▶ 演習問題
以下のゲーム感想文によると、insideで手に入る実績はいくつですか？

Kamaseinu-v2

ついにまた自サイトで語る時がきたのだ。

Milk inside a bag of milk inside a bag of milk / Milk outside a bag of milk outside a bag of milk

アしました。

(!)ここから全てネタバレ配慮なし

少女の不安定な精神と視点による、異質で不穏なグラフィックやサウンドがとても魅力的でした。ホラー要素といえるものもありますが、そこまでびっくり系でもなく、どちらかというと陰湿な嫌さが目立つじっとりゲーという感じ。一番怖いのは意図されたホラー演出ではなく、少女と自分の噛み合わなさというか、こちらの質問に対する少女の荒唐無稽な返答かもしれない。

【inside】

基本的に自分でプレイするつもりのゲームは前情報を入れずやりたいので、例に漏れずこのゲームをプレイするときも続編がある、ということ以外何も知らずにプレイした。実際、やってみて3つしかない実績を手に入れた時、こちらはプロローグにあたる作品なのだろうと思った。

が、実際outsideをプレイしてから思い返すと完全にこっちが本編なのである。

というのが不思議な印象だった。圧倒的に説明不足で、情報不足で、ボリューム不足。なのに、考察の余地がありすぎる本編なのだと思った。

【outside】

insideに比べとっつきやすいビジュアルと説明的な内容のおかげでinsideの理解が深まったような気がする。が、核心に迫る内容まではいかず、こちらの想像を補足する程度というのがどこまでも上手いなと思った。

どのEDを見ても救いというものはなく、日常(絶望)は続く。

▶ 入力データ
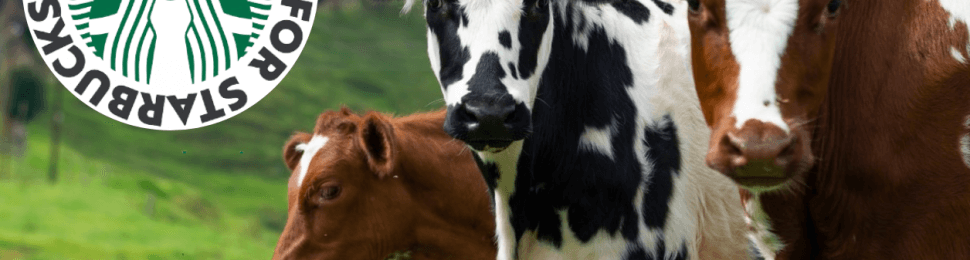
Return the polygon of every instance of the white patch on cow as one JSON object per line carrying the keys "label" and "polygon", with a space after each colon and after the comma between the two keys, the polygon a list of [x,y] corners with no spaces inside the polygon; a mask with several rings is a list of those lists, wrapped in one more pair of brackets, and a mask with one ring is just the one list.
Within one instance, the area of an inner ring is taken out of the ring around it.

▶ 回答
3つです。